— START Supplied records —

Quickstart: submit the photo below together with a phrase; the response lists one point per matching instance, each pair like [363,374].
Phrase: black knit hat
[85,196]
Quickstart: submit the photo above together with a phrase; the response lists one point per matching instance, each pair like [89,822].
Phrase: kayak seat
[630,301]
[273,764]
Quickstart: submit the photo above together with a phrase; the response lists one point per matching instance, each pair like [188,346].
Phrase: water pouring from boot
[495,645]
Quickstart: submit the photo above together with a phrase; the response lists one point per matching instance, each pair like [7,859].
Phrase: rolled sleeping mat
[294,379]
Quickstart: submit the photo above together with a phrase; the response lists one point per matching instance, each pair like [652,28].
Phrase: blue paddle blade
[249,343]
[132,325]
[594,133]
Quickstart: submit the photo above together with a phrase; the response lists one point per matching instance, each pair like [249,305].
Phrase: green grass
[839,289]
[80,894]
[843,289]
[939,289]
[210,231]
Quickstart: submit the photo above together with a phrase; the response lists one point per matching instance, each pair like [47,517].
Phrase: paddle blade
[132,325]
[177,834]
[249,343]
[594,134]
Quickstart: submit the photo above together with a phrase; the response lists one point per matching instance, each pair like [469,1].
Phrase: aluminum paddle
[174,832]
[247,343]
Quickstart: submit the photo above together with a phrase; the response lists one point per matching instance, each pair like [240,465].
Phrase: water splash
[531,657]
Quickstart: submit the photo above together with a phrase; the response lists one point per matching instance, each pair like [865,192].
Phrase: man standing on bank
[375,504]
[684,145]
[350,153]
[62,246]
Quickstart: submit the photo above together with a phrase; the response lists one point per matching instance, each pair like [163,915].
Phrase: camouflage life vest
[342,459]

— END Supplied records —

Task: Please rewrite every line of the entries from the line containing "pair like [865,192]." through the end of the entries, adding 17 to each number in the answer coordinates and leaving all other text unchanged.

Solution for this exercise:
Quickstart: submit the photo above together with a phrase; the response lists one point per matching instance, each pair like [865,192].
Phrase: man standing on bank
[392,521]
[701,162]
[367,170]
[79,263]
Quickstart: submit the photo above together with a phrase; the response lists one point per matching instance, each pair like [163,915].
Phrase: camouflage life vest
[359,476]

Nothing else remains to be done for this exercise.